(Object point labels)
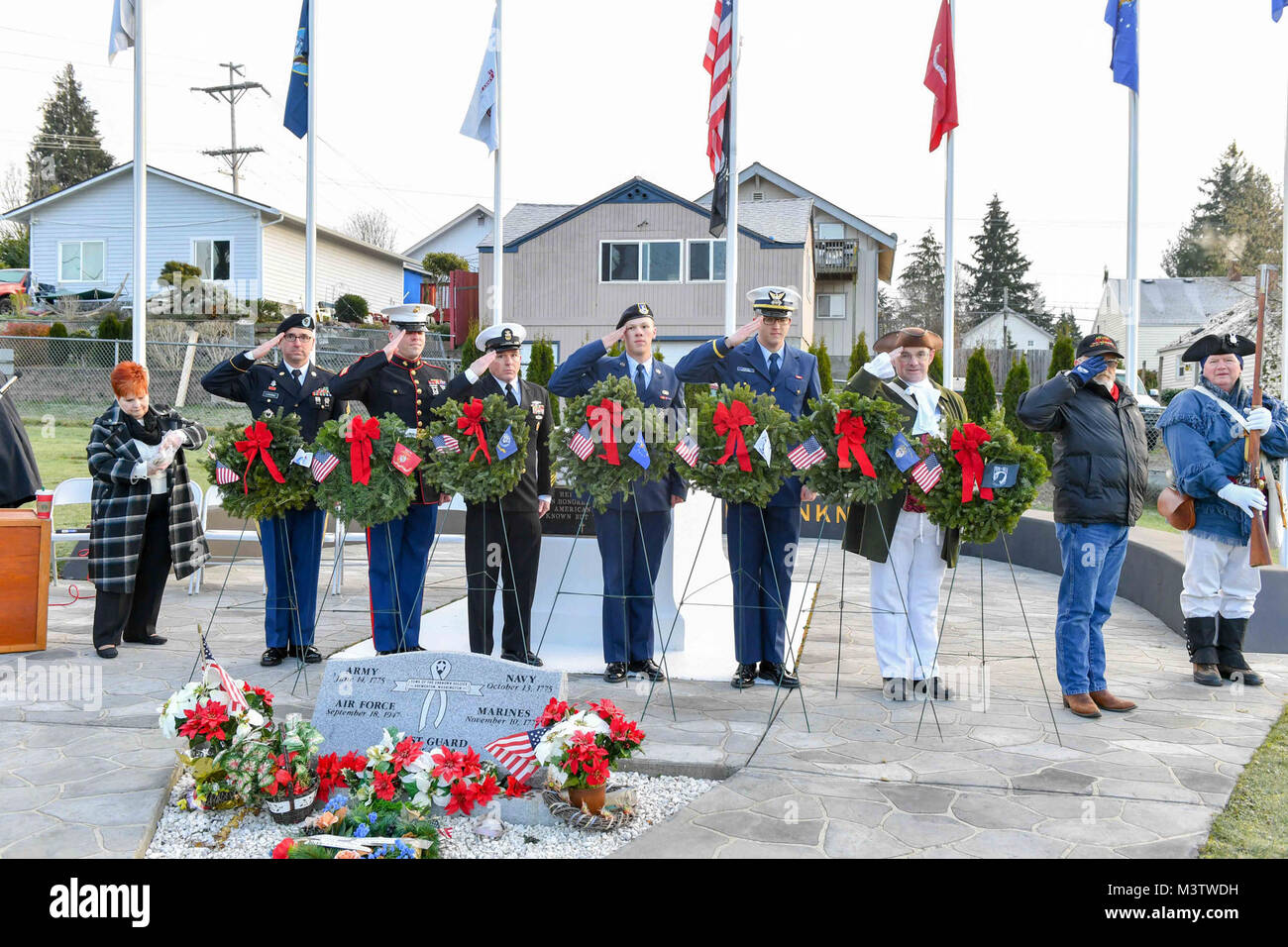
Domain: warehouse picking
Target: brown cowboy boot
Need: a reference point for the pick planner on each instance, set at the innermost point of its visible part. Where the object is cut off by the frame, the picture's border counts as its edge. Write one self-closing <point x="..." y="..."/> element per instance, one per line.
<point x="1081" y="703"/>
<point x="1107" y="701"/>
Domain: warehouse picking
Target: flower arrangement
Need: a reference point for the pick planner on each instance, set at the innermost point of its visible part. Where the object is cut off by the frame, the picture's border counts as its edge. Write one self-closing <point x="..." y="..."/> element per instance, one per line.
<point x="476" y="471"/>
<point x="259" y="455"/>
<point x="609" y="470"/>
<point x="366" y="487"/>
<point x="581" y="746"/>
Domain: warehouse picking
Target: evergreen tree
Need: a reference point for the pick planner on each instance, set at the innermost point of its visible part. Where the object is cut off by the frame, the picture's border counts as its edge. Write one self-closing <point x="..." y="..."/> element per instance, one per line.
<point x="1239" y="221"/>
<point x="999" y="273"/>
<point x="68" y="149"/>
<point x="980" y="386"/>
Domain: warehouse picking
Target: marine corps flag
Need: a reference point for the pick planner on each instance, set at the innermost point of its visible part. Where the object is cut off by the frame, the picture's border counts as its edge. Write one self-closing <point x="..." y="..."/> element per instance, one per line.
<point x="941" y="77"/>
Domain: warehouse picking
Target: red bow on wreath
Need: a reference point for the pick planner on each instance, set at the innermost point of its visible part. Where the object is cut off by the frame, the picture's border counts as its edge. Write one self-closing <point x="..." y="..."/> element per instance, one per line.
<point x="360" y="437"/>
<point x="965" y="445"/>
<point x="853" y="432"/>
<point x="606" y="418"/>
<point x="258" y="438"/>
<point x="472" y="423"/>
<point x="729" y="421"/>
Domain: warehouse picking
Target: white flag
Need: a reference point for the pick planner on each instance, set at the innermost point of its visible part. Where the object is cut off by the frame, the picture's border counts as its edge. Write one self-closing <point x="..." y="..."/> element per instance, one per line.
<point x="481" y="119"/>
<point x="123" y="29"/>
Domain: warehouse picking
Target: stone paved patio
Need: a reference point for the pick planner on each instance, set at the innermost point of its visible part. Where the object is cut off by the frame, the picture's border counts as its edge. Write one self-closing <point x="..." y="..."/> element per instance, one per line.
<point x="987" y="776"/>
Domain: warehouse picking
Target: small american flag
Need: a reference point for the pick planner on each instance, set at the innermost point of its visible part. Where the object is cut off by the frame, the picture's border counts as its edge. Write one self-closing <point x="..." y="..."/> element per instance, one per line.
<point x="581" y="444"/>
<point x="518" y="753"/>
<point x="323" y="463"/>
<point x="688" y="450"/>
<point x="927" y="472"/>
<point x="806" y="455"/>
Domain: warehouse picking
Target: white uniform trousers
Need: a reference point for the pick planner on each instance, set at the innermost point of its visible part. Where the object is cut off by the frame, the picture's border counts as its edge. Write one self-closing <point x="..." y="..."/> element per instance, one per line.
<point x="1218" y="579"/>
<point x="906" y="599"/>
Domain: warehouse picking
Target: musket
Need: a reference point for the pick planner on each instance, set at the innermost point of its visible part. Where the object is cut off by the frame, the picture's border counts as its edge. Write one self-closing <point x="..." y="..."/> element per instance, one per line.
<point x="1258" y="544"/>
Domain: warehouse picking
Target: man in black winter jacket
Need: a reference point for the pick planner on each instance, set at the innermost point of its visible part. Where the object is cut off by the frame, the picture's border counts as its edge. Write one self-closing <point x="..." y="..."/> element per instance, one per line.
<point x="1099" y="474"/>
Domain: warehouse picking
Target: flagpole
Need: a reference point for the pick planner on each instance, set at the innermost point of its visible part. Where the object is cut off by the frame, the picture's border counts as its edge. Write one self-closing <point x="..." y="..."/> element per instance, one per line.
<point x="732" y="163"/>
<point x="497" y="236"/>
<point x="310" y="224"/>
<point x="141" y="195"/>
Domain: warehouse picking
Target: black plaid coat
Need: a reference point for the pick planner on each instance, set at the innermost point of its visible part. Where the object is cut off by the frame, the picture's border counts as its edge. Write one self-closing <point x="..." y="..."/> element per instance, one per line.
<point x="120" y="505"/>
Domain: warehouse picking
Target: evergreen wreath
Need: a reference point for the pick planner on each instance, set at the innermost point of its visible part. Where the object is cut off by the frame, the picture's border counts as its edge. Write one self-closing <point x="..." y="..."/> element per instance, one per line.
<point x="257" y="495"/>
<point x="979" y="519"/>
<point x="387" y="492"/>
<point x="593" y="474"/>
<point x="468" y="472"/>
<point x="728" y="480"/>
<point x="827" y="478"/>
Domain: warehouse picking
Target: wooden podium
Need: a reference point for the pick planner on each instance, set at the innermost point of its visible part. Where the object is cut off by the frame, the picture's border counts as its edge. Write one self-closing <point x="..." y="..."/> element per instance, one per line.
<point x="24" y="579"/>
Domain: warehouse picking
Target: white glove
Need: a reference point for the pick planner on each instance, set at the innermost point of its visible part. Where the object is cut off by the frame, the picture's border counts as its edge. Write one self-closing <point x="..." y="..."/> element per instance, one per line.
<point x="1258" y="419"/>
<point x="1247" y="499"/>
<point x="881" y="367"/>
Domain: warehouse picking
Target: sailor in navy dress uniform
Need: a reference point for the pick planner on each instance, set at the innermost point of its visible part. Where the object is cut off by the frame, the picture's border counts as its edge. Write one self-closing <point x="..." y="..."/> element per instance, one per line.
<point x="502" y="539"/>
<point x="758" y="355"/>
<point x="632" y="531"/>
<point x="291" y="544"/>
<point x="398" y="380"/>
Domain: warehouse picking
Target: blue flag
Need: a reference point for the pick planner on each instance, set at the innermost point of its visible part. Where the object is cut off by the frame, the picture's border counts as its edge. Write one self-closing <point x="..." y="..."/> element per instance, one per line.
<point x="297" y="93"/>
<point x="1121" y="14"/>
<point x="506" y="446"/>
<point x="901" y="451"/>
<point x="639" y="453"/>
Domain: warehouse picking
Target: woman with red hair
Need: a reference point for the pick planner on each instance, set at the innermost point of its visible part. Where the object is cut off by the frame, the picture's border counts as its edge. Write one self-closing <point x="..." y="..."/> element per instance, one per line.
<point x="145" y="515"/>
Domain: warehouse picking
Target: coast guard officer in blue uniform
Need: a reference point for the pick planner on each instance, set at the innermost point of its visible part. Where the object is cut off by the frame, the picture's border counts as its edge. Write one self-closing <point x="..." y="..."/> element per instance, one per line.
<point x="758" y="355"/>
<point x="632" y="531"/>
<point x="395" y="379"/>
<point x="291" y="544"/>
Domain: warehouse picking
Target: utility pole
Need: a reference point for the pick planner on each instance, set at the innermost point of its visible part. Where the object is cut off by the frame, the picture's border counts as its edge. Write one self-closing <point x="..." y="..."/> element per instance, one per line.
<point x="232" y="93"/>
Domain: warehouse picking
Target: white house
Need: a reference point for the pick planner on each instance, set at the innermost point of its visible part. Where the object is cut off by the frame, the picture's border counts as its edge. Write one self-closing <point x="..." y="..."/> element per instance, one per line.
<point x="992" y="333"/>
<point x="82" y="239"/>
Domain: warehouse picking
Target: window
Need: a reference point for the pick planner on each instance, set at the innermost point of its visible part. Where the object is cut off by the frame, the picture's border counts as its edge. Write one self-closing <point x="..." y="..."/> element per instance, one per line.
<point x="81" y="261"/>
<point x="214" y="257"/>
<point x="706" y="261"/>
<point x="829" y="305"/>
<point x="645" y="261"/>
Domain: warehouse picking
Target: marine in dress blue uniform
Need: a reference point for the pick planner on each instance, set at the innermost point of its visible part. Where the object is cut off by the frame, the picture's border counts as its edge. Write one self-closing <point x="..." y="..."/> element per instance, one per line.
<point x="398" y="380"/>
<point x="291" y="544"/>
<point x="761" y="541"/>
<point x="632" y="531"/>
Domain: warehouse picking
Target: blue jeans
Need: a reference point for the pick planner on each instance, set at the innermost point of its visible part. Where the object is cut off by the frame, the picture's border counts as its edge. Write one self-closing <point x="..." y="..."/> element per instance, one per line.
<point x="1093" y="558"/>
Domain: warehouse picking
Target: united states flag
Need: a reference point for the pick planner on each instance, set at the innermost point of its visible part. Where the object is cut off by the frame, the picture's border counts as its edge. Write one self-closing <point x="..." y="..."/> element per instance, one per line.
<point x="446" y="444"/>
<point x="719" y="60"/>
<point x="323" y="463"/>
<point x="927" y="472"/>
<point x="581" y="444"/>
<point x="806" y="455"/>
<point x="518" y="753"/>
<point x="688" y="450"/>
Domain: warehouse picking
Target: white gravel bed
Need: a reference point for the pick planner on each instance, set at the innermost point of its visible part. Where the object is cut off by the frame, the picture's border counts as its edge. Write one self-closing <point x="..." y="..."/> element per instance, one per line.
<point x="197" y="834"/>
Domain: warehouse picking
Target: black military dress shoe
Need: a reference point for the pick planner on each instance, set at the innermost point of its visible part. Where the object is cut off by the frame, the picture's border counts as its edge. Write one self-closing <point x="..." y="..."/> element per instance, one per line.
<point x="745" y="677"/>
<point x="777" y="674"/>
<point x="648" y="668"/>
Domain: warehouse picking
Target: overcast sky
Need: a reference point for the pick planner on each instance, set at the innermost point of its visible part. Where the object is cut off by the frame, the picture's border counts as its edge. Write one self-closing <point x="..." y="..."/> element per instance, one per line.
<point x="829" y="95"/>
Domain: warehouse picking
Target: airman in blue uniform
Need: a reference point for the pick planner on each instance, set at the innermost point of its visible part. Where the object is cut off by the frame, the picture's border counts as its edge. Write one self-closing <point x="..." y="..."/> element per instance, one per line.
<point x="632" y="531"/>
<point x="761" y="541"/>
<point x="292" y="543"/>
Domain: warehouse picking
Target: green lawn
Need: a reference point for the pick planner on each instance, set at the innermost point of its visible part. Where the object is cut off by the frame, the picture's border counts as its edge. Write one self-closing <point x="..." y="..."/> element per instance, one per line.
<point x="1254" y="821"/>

* What you have to do: Recast every line from the start of the items through the line with "Target: brown cowboy boot" as a Markdown table with the columns Row and Line, skipping blank lines. Leave the pictures out.

* Exercise response:
| Row | Line |
|---|---|
| 1 | Domain: warehouse picking |
| 2 | Target: brown cowboy boot |